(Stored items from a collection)

---+---

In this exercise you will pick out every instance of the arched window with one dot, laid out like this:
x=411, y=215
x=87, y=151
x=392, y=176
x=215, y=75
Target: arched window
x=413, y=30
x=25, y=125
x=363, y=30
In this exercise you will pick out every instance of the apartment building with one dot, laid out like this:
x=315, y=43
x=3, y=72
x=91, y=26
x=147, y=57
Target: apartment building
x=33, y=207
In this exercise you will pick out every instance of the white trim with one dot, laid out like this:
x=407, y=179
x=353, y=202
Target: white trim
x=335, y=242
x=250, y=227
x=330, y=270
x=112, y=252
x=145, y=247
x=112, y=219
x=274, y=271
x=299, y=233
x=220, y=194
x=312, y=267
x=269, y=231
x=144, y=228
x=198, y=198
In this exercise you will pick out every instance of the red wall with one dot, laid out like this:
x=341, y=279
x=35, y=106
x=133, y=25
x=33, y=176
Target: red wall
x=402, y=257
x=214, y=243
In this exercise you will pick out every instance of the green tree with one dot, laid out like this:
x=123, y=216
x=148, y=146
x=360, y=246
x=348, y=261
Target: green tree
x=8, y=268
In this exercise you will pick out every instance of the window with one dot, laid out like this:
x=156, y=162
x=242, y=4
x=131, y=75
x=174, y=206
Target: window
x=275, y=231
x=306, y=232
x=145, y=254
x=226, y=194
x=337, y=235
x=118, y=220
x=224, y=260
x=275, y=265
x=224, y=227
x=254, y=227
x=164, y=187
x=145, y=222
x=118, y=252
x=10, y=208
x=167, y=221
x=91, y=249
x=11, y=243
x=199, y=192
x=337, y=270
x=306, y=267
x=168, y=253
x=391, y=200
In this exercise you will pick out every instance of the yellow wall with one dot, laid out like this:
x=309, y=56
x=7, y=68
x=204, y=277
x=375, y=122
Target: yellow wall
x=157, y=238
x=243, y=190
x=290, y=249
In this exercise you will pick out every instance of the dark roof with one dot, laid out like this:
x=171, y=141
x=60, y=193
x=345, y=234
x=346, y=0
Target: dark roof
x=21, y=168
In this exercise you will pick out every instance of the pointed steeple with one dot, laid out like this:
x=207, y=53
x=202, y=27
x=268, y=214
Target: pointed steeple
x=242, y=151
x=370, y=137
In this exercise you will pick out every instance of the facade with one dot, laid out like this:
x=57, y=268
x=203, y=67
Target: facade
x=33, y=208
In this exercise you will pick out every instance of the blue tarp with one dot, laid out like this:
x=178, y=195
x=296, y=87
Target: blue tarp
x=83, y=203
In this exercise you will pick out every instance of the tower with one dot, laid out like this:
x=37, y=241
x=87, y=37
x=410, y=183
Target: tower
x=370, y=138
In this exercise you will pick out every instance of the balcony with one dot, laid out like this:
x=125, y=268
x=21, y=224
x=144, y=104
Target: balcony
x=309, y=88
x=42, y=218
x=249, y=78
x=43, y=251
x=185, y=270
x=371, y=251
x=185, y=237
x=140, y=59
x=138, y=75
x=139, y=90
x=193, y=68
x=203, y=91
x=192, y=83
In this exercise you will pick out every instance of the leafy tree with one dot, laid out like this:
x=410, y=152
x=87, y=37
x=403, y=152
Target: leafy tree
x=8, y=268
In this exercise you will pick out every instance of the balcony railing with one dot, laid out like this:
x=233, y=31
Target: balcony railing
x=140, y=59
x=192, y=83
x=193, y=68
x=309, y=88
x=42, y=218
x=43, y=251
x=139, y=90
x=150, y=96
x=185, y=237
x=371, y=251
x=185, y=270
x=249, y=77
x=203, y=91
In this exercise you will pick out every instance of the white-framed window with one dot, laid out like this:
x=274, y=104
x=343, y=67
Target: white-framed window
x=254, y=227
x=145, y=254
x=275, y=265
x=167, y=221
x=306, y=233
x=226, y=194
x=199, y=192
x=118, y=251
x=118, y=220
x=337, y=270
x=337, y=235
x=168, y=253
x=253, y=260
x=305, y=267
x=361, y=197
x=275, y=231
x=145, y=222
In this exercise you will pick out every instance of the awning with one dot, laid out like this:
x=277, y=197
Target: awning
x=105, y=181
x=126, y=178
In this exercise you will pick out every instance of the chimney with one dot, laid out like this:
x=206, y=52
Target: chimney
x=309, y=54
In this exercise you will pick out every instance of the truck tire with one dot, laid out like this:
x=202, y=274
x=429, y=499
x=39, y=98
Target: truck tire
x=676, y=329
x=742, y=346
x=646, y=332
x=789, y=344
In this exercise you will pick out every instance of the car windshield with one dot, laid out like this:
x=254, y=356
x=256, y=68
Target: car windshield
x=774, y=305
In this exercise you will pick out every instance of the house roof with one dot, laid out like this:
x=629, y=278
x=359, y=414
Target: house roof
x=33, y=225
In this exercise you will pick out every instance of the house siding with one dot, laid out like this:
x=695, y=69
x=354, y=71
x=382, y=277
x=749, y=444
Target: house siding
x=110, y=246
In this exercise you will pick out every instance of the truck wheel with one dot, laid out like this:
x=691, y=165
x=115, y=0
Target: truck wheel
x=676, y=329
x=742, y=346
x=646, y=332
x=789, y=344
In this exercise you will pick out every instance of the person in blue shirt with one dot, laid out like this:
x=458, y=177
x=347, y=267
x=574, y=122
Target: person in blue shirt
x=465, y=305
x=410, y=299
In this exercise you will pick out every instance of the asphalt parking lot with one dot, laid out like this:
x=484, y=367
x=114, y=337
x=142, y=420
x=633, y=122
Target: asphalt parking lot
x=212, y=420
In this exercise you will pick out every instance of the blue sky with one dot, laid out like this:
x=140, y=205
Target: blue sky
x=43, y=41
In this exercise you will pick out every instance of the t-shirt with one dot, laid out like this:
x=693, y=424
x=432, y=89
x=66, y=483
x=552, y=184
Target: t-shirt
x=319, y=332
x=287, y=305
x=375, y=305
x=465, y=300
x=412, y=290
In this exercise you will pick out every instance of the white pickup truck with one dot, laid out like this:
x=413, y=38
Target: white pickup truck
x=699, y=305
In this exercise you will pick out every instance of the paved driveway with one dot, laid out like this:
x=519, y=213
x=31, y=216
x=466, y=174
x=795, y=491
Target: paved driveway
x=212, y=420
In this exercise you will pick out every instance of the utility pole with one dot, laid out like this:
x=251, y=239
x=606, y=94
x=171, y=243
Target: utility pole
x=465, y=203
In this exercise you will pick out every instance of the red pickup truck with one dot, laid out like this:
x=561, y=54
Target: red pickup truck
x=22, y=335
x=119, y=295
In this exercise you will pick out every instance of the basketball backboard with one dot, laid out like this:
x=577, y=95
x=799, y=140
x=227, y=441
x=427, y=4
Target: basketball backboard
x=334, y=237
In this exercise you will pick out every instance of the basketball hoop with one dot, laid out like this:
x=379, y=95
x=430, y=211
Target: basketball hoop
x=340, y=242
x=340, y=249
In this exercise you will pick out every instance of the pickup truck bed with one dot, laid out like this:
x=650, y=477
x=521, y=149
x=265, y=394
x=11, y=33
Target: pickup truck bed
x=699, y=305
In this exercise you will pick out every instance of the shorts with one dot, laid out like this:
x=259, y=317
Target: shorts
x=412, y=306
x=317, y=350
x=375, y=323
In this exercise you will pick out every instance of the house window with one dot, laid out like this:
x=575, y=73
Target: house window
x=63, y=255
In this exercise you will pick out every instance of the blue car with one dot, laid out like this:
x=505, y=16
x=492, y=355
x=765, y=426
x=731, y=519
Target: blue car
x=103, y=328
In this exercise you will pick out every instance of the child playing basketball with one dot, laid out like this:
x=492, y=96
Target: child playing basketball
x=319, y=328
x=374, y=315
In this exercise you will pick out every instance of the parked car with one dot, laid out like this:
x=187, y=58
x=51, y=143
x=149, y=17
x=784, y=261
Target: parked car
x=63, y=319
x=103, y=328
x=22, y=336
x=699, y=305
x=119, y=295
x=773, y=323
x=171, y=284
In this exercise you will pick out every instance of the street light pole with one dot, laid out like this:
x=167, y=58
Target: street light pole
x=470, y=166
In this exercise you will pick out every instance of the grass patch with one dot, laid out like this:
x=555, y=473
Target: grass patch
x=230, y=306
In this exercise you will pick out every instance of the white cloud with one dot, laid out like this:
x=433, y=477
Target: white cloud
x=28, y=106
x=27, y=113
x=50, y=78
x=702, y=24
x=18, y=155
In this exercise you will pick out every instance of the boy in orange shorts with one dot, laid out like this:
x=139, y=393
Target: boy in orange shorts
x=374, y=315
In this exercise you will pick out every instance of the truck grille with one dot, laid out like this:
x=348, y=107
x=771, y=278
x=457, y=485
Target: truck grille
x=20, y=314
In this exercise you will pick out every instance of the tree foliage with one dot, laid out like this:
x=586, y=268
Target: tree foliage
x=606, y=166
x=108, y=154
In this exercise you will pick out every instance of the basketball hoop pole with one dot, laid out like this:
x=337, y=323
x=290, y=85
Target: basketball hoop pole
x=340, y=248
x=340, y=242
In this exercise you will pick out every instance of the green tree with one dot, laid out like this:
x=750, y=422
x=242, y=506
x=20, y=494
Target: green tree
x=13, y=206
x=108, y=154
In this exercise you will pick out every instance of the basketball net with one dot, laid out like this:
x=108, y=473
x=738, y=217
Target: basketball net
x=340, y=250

---+---

Brief
Using the entries above, repeat only the lines from the one containing "Target: paved driveway" through the one containing "x=577, y=95", end lines included.

Result for this exercise
Target: paved driveway
x=212, y=420
In this exercise you will pick out every instance of the utility pole with one dot, laid out like this:
x=251, y=239
x=606, y=94
x=171, y=243
Target: utility pole
x=465, y=203
In this exercise you will pick out every instance of the red pickup truck with one dot, laid out like this:
x=561, y=54
Target: red pickup truck
x=22, y=335
x=119, y=295
In this exercise you will pick out every instance of the basketball backboard with one dot, laid out like this:
x=577, y=95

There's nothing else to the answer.